> **SET PROBLEM**:
Lay out the rows below, from the line containing "If you could spot the door" through the last line of the rows, as a JSON list of strings with one string per line and blank lines left out.
----- EXERCISE INPUT -----
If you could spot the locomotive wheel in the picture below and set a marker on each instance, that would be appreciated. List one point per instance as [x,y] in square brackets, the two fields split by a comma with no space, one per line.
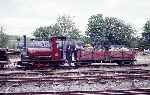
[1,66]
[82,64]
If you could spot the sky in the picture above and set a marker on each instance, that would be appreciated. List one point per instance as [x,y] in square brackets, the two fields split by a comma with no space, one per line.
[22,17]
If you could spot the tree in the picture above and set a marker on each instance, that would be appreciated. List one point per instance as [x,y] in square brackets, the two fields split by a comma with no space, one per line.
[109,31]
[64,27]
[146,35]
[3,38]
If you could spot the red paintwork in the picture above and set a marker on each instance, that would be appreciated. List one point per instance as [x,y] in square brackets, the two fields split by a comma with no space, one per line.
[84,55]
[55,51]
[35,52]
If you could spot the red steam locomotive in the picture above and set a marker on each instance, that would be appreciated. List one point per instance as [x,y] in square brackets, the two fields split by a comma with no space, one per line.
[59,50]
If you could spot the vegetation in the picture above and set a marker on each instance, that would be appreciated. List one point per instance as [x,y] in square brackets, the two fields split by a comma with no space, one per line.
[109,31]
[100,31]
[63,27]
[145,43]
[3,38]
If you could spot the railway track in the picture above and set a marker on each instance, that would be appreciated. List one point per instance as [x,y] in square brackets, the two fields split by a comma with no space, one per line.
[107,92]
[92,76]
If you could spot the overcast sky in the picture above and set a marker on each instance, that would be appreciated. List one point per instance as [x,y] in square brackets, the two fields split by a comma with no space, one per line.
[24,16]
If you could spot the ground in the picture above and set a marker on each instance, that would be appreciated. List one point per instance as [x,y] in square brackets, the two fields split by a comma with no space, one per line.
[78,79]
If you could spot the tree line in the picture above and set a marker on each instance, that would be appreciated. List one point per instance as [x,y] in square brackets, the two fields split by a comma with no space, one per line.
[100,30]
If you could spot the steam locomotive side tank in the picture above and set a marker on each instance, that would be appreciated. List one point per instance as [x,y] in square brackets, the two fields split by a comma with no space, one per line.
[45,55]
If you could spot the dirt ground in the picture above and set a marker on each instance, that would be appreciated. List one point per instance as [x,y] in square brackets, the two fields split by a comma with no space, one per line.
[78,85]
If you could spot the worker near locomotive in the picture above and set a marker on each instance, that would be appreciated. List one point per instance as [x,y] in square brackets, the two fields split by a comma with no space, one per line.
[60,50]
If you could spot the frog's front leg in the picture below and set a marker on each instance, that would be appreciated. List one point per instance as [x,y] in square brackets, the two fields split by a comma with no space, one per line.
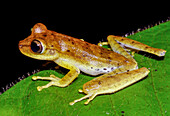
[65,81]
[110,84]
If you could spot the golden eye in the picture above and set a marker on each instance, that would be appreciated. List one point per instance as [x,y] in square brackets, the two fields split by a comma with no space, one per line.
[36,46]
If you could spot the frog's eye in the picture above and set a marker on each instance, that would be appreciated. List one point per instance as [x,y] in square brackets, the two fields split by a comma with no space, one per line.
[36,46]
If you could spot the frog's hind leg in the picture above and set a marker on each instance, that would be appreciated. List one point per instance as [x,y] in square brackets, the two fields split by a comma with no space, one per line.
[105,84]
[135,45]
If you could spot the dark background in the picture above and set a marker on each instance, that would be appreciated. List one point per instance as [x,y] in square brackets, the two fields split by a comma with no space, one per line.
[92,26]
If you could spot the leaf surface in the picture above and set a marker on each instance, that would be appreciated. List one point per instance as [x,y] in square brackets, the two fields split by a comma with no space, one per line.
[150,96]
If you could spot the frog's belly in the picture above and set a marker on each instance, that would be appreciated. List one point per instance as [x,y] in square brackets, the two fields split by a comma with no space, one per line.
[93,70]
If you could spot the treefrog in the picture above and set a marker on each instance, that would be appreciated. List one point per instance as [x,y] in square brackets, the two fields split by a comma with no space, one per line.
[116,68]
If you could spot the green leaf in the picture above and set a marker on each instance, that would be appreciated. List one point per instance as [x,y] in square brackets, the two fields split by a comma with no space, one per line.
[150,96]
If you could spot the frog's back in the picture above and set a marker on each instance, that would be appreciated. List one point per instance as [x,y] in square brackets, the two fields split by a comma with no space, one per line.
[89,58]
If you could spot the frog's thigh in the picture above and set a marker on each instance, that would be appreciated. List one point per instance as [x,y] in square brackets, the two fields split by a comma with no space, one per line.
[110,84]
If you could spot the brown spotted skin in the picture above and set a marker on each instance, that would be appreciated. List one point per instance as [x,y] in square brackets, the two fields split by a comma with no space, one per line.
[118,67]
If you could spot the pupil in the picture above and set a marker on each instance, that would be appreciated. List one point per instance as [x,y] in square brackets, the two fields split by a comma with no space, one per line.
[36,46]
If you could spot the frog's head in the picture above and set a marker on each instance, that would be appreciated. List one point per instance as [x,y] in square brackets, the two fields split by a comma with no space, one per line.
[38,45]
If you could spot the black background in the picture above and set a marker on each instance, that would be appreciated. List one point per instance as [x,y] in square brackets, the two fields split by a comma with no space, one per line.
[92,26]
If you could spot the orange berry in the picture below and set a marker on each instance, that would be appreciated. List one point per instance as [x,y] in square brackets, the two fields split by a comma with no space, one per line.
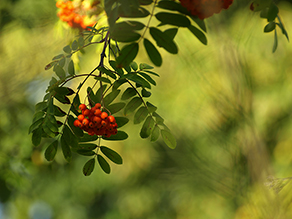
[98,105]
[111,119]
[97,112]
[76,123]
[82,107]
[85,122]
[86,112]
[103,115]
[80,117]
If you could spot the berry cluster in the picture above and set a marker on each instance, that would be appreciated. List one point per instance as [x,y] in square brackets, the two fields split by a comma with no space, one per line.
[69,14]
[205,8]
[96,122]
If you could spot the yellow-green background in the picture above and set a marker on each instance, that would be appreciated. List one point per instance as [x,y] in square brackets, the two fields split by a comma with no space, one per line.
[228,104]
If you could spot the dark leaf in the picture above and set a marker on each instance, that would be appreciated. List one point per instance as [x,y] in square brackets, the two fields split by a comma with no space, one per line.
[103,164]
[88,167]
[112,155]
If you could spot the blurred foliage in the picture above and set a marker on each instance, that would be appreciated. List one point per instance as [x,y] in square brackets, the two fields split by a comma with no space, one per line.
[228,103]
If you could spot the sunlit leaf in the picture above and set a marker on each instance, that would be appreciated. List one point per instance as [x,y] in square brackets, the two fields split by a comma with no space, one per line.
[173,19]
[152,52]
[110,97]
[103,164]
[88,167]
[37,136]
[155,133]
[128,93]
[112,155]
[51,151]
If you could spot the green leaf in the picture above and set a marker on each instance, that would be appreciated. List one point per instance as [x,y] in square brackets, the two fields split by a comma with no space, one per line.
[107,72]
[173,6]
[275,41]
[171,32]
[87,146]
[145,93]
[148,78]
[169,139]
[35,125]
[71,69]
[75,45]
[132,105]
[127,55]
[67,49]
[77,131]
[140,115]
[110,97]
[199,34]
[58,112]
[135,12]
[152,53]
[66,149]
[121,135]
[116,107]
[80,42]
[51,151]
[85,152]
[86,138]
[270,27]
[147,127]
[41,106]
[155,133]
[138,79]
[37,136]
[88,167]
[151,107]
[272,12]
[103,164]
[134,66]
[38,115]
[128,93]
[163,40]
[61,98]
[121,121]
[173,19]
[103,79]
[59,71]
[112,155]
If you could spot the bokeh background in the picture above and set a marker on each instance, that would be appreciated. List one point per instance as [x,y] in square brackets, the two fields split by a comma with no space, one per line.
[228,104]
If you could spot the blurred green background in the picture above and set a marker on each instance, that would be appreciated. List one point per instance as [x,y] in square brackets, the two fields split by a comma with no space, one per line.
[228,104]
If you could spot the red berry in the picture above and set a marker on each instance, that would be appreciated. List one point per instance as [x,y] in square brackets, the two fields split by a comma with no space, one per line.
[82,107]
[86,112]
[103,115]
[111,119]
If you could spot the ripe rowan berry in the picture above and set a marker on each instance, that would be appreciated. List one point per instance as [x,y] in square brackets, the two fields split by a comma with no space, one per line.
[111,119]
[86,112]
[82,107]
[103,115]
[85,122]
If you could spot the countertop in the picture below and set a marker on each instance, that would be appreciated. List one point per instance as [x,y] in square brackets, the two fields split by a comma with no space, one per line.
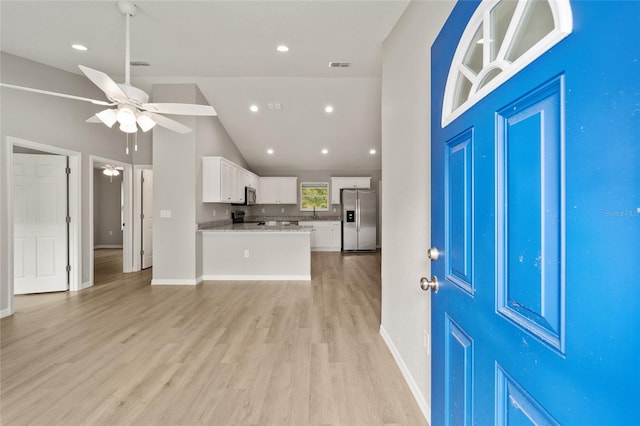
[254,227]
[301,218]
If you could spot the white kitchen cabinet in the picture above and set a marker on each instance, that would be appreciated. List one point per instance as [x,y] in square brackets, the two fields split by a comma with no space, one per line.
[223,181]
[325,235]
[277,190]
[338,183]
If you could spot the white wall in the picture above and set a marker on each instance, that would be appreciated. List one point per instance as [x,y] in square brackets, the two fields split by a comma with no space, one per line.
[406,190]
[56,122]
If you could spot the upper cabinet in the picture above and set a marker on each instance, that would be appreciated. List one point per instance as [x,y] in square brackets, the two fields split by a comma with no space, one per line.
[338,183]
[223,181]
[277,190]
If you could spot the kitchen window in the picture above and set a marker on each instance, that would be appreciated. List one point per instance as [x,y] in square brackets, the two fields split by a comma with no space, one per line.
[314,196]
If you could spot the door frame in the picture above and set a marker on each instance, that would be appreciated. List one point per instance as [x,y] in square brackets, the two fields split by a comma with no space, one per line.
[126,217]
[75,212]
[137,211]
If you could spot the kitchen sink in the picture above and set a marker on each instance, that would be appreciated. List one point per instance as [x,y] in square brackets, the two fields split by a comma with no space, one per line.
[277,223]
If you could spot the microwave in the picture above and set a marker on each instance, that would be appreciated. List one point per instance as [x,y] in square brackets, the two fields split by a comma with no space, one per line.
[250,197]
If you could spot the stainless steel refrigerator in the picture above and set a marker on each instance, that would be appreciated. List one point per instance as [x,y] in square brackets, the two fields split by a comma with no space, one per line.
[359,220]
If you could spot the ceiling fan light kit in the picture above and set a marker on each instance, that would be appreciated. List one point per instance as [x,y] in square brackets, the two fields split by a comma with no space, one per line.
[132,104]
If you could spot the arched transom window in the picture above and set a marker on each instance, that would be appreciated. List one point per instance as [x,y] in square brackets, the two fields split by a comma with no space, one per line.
-----
> **RESPONSE TO THIS EXERCISE**:
[
  "If you could spot the door frame in the picture above and set a marker on each instance, that would be appreciated. List one point per instance as [x,y] in square brackets, the two fields split by a comma with no space, one per line.",
  "[126,217]",
  "[75,212]",
  "[137,211]",
  "If you could spot the kitchen sink in the picture above and set a marker on each instance, that would be appreciated. List one point per instance as [x,y] in square brackets, the two fields split by a comma with no space, one per line.",
  "[277,223]",
  "If you could spot the microwave in the picture above and set a marker on each instance, that would be appreciated. List one point per instance as [x,y] in square brackets, the two fields split by a comma with no space, one per line.",
  "[250,197]",
  "If you could spot the stainless steel refrigerator in the picture above and set a marker on each instance, that would be appreciated. List one point per instance as [x,y] in square brackets, the two fields split by a comma with no space, one per line.",
  "[359,220]",
  "If you could spot the ceiling fan light kit in the picture above and set a marker on each instance, that would be appreciated. List one point per instance as [x,y] in square brackets, the two fields split by a comma with no space, one per line.",
  "[132,104]",
  "If you could spot the arched transom window in the picture above and set a marker on each instance, that would be appreciated. List one point per instance as [x,y] in square brackets, the two fields split by a comma with no space, one per line."
]